>> start EXTRACTED TEXT
Users ask questions like:

  • "What GPUs does Delta have?"
  • "How do I request an allocation?"
  • "Is Expanse currently down?"

This tool answers those questions accurately, with citations to source data.

Executive Summary

Current State: A RAG-based QA system trained on PDFs and documentation. It answers questions but can become stale and lacks access to live system data.

Problem:

  • Static knowledge goes stale between retraining
  • No access to real-time data (outages, current events, user allocations)
>> end EXTRACTED TEXT
- [WHAT IS ASKED]
**a)** Please copy the stretch of the QA system summary from "Current State: A" through "live system data.", word for word.
**b)** Using the QA system summary, explain in one to three sentences why the current system's answers can become stale.
>> start RECORDS SUPPLIED
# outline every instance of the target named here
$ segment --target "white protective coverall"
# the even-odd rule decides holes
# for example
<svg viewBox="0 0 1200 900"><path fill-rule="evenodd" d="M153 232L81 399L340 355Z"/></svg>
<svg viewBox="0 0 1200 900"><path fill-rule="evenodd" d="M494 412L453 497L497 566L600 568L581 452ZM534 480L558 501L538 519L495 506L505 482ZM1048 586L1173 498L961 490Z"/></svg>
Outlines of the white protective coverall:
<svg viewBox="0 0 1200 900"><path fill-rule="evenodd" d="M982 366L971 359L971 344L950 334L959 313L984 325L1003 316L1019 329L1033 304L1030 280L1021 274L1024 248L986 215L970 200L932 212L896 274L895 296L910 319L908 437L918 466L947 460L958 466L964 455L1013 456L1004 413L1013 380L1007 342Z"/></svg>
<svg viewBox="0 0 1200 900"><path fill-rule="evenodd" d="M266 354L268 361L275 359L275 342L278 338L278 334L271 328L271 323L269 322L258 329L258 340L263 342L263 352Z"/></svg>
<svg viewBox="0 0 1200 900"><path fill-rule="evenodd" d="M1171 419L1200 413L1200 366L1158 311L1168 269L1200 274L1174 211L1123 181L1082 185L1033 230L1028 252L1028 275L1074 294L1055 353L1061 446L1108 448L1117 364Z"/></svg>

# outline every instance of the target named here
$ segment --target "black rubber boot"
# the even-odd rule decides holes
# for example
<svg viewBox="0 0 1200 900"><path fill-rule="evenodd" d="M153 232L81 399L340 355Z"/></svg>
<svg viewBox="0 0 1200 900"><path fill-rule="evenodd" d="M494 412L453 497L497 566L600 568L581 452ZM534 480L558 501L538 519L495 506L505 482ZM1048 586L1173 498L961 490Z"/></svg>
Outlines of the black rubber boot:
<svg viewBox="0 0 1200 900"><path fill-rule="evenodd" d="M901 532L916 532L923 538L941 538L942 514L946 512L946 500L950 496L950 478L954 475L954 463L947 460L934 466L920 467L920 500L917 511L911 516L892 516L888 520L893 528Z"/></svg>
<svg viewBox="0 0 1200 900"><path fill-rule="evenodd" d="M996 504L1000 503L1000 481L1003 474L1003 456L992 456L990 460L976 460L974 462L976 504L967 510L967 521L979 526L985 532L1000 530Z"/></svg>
>> end RECORDS SUPPLIED
- [RESULTS]
**a)**
Current State: A RAG-based QA system trained on PDFs and documentation. It answers questions but can become stale and lacks access to live system data.

**b)** Its knowledge is static, coming from the PDFs and documentation it was trained on, so it goes stale between retraining. It also has no access to live system data such as outages, current events and user allocations.